**EXERCISE INSTRUCTIONS**
What are the lines from the one containing "Target: concrete ground" through the end of the listing below? Return them exactly, and only them.

**PROVIDED RECORDS**
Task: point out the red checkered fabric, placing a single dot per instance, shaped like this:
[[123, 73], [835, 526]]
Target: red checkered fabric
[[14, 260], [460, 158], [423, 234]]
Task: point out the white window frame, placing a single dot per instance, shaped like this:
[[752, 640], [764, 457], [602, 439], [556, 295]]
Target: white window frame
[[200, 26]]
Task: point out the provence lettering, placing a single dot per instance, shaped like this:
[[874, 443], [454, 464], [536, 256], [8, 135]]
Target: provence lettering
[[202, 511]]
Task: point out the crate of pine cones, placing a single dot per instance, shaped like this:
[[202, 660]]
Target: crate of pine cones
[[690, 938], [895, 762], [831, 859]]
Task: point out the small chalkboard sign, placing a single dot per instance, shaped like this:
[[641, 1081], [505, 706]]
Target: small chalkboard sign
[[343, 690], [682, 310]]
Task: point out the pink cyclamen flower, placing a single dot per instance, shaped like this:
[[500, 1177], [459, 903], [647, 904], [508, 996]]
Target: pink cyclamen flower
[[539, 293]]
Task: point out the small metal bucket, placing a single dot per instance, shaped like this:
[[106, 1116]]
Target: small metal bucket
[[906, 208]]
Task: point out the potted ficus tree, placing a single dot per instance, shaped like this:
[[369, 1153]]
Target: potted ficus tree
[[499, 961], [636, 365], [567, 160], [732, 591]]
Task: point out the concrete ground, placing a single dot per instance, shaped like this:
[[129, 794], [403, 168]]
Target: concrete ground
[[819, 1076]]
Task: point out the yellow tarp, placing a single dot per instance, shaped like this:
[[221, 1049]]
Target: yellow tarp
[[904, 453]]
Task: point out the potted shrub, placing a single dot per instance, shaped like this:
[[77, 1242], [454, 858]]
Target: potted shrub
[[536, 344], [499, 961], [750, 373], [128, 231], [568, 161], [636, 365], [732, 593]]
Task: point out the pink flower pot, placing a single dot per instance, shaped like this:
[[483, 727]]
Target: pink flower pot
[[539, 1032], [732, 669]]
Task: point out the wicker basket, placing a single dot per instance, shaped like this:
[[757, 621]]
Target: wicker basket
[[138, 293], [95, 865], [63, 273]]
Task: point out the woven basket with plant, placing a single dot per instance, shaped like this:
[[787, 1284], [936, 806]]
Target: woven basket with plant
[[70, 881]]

**TASK OUTPUT**
Target: concrete ground
[[819, 1076]]
Task: point out the yellow tarp, placing a single dot per instance, shaped like this:
[[221, 1049]]
Target: yellow tarp
[[904, 453]]
Task: point out the potted shrub, placing a single dot per instance, shaped like this:
[[77, 1242], [454, 858]]
Target: potted shrub
[[536, 344], [499, 961], [750, 373], [128, 231], [568, 161], [636, 365], [732, 593]]
Task: point out the pink flower pot, placing a single dot per instance, shaped like this:
[[483, 727]]
Target: pink flower pot
[[539, 1032], [732, 669]]
Task: point out the wicker basket, placing a single dot per instance, shaped like this:
[[757, 621]]
Target: wicker basket
[[138, 293], [95, 865], [63, 273]]
Task: point out the woven basket with plant, placing a single dot per instance, shaped like this:
[[787, 1284], [936, 806]]
Target: woven basket with plant
[[70, 881]]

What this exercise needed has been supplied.